Problem details. Extract every line of the listing that contains the string "belfry".

┌─ Data to process

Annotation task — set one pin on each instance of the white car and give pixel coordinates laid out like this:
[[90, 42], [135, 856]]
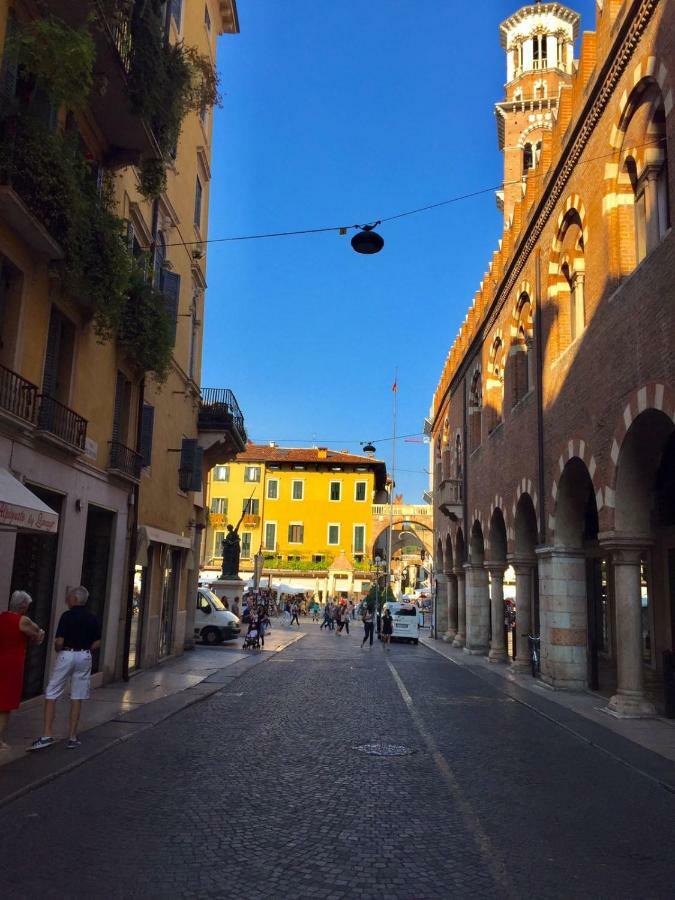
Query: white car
[[406, 621], [214, 623]]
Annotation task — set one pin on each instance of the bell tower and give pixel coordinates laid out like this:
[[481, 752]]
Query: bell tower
[[539, 44]]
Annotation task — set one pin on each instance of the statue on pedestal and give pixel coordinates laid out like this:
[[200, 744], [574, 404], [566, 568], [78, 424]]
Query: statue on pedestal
[[231, 551], [232, 548]]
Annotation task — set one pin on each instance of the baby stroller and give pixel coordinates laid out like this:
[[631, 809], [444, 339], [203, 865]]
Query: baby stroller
[[251, 639]]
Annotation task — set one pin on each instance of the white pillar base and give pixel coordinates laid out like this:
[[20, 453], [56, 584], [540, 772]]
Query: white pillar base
[[629, 705]]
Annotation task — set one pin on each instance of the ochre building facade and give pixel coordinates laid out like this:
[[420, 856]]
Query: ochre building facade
[[554, 419], [85, 427]]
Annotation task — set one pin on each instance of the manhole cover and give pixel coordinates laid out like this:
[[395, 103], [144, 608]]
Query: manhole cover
[[377, 748]]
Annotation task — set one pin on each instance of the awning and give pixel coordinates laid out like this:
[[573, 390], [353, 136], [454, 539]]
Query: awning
[[21, 509], [147, 535]]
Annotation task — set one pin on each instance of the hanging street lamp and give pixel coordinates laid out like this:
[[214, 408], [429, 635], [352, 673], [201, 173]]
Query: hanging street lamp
[[367, 240]]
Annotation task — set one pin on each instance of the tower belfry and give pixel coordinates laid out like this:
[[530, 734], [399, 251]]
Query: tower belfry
[[539, 43]]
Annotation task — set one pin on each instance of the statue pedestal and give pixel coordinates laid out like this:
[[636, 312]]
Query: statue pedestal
[[228, 589]]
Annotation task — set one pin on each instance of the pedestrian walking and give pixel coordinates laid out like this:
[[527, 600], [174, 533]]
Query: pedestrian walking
[[387, 628], [367, 617], [16, 632], [77, 634]]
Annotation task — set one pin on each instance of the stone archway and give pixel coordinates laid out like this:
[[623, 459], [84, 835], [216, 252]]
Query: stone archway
[[460, 575], [477, 595], [524, 563], [642, 549], [573, 588], [451, 591], [496, 566]]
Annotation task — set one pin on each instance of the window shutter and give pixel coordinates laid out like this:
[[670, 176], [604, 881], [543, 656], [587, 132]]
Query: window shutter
[[186, 467], [117, 411], [147, 426], [197, 470], [170, 287], [49, 377]]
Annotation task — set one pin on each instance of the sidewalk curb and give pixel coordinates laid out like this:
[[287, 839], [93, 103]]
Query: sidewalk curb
[[515, 691], [198, 693]]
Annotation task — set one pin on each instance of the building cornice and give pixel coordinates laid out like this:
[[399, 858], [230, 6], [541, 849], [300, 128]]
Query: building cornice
[[628, 36]]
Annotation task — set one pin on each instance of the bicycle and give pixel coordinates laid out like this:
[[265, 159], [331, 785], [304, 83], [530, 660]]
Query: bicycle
[[534, 643]]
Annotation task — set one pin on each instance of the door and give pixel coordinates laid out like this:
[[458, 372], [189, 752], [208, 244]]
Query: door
[[34, 570], [170, 580], [141, 594], [95, 565]]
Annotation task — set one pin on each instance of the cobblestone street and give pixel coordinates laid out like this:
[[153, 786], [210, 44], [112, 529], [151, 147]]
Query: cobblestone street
[[260, 790]]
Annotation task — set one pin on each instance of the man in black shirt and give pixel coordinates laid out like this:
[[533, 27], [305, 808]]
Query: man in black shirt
[[77, 634]]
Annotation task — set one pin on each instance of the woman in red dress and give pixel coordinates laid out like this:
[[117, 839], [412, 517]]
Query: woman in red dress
[[16, 630]]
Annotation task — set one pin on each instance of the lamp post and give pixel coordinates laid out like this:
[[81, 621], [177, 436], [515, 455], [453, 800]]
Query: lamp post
[[258, 564], [378, 563]]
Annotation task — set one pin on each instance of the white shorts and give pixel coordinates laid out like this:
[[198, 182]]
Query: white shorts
[[73, 664]]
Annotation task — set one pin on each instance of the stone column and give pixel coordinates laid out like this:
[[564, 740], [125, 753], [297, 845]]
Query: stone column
[[441, 623], [460, 637], [629, 700], [651, 208], [497, 646], [477, 609], [524, 569], [564, 617], [452, 608]]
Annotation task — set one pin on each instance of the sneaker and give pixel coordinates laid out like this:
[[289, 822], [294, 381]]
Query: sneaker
[[41, 743]]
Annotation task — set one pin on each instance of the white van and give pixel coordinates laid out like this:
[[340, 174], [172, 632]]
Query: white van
[[214, 623], [406, 621]]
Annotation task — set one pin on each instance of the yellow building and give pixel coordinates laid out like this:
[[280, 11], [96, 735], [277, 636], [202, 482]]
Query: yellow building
[[103, 207], [306, 510]]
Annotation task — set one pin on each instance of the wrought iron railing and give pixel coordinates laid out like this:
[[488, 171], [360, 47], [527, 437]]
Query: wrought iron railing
[[62, 422], [125, 460], [17, 395], [116, 15], [219, 408]]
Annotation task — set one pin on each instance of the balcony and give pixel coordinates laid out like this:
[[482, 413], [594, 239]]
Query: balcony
[[221, 426], [61, 425], [124, 462], [451, 498], [18, 398], [128, 137], [251, 521]]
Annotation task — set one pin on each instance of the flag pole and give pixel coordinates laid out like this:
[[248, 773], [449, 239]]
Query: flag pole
[[393, 485]]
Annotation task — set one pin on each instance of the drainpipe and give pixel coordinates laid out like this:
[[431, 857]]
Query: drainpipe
[[465, 471], [133, 540], [540, 395]]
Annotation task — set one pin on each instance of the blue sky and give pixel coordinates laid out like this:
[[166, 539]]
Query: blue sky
[[343, 113]]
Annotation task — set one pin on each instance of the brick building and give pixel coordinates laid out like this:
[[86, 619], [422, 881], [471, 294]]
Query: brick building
[[553, 421]]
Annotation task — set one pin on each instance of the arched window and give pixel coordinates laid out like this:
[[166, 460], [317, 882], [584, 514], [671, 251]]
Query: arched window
[[644, 213], [446, 450], [520, 354], [569, 289], [475, 410], [495, 384], [159, 259]]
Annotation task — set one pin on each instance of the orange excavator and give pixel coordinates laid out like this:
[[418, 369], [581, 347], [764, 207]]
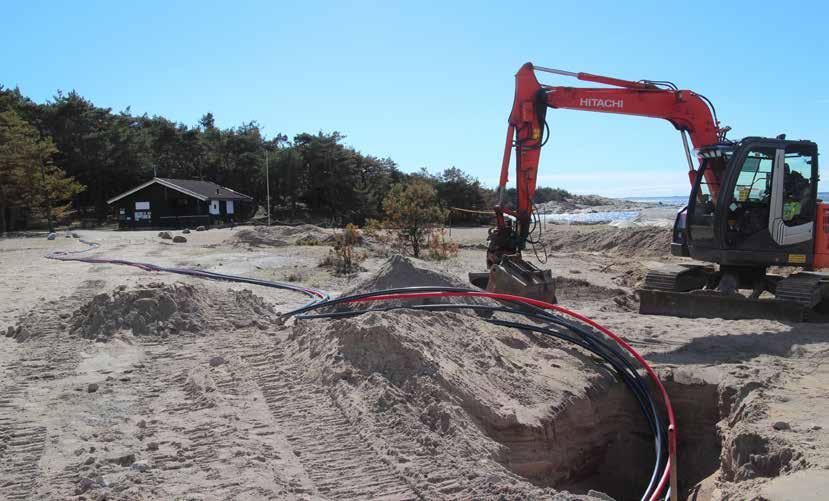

└─

Solution below.
Annotation task — set one pin on each instance of the tower belfry and give pixel coordinates laid out like this:
Query: tower belfry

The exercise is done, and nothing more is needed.